Outline records
==================================================

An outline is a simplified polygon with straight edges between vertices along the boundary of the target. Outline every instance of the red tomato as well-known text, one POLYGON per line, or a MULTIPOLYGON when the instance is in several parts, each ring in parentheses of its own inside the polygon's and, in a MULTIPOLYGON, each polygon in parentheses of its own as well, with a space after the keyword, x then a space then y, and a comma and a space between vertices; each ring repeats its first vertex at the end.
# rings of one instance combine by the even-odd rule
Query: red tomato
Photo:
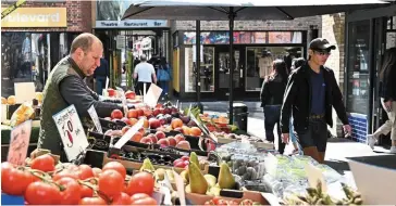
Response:
POLYGON ((15 169, 11 164, 1 164, 1 191, 10 195, 23 195, 26 188, 34 182, 28 171, 15 169))
POLYGON ((41 171, 53 171, 55 169, 55 160, 51 155, 45 154, 38 156, 32 160, 32 169, 38 169, 41 171))
POLYGON ((84 197, 79 199, 78 205, 107 205, 106 201, 99 196, 84 197))
POLYGON ((94 196, 94 190, 87 185, 81 184, 81 195, 82 197, 92 197, 94 196))
POLYGON ((78 166, 78 169, 79 169, 78 177, 81 180, 86 180, 88 178, 94 177, 92 168, 90 168, 88 165, 81 165, 78 166))
POLYGON ((99 191, 109 197, 120 195, 124 189, 124 179, 112 169, 103 171, 98 181, 99 191))
POLYGON ((70 177, 63 177, 59 179, 57 183, 65 188, 65 190, 61 191, 61 205, 78 204, 78 201, 82 198, 82 193, 77 180, 70 177))
POLYGON ((121 163, 110 162, 103 166, 102 171, 106 171, 108 169, 113 169, 113 170, 117 171, 123 177, 123 179, 125 179, 126 169, 121 163))
POLYGON ((29 205, 59 205, 60 199, 59 188, 46 182, 33 182, 25 192, 25 201, 29 205))
POLYGON ((152 197, 144 197, 133 201, 132 205, 157 205, 157 201, 152 197))
POLYGON ((154 178, 151 173, 141 171, 131 177, 126 192, 129 195, 145 193, 151 195, 154 190, 154 178))
POLYGON ((132 199, 131 199, 129 195, 122 192, 120 195, 117 195, 113 198, 113 202, 111 204, 112 205, 131 205, 132 199))
POLYGON ((78 175, 73 172, 73 171, 70 171, 67 169, 64 169, 60 172, 57 172, 53 177, 52 177, 52 180, 53 181, 58 181, 59 179, 61 178, 64 178, 64 177, 69 177, 69 178, 73 178, 75 180, 78 180, 78 175))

==================================================

● SHORT PROBLEM
Could you write out all of the data above, line for line and unchanged, leaving out the picture?

● EXERCISE SOLUTION
An outline is a simplified polygon with straight edges between vertices along the boundary of the target. Outline every instance of the red tomato as well-known text, one POLYGON per line, or a MULTIPOLYGON when the instance is in several parts, each ring in parentheses of its own inside the polygon's and, in a MULTIPOLYGON, each polygon in parentheses of its own as well, with a space after the keyword, x then a space then y, and a comma and a space between vertices; each ring repeats its first vertex at the end.
# rings of one instance combine by the even-odd rule
Query: red tomato
Photo:
Response:
POLYGON ((15 169, 11 164, 1 164, 1 191, 10 195, 23 195, 26 188, 34 182, 28 171, 15 169))
POLYGON ((41 171, 53 171, 55 169, 55 160, 51 155, 45 154, 38 156, 32 160, 32 169, 38 169, 41 171))
POLYGON ((84 197, 79 199, 78 205, 107 205, 106 201, 99 196, 84 197))
POLYGON ((94 196, 94 190, 87 185, 81 184, 81 195, 82 197, 92 197, 94 196))
POLYGON ((78 166, 78 169, 79 169, 78 177, 81 180, 86 180, 88 178, 94 177, 92 168, 90 168, 88 165, 81 165, 78 166))
POLYGON ((99 191, 109 197, 120 195, 124 189, 124 179, 112 169, 103 171, 98 181, 99 191))
POLYGON ((70 177, 63 177, 59 179, 57 183, 65 188, 65 190, 61 191, 61 205, 78 204, 78 201, 82 198, 82 193, 77 180, 70 177))
POLYGON ((121 163, 110 162, 103 166, 102 171, 106 171, 108 169, 113 169, 113 170, 117 171, 123 177, 123 179, 125 179, 126 169, 121 163))
POLYGON ((29 205, 59 205, 60 199, 59 188, 46 182, 33 182, 25 192, 25 201, 29 205))
POLYGON ((152 197, 144 197, 133 201, 132 205, 157 205, 157 201, 152 197))
POLYGON ((154 178, 151 173, 141 171, 131 177, 126 192, 129 195, 145 193, 151 195, 154 190, 154 178))
POLYGON ((132 199, 131 199, 129 195, 122 192, 120 195, 117 195, 113 198, 113 202, 111 204, 112 205, 131 205, 132 199))
POLYGON ((78 175, 73 172, 73 171, 70 171, 67 169, 64 169, 60 172, 57 172, 53 177, 52 177, 52 180, 53 181, 58 181, 59 179, 61 178, 64 178, 64 177, 69 177, 69 178, 73 178, 75 180, 78 180, 78 175))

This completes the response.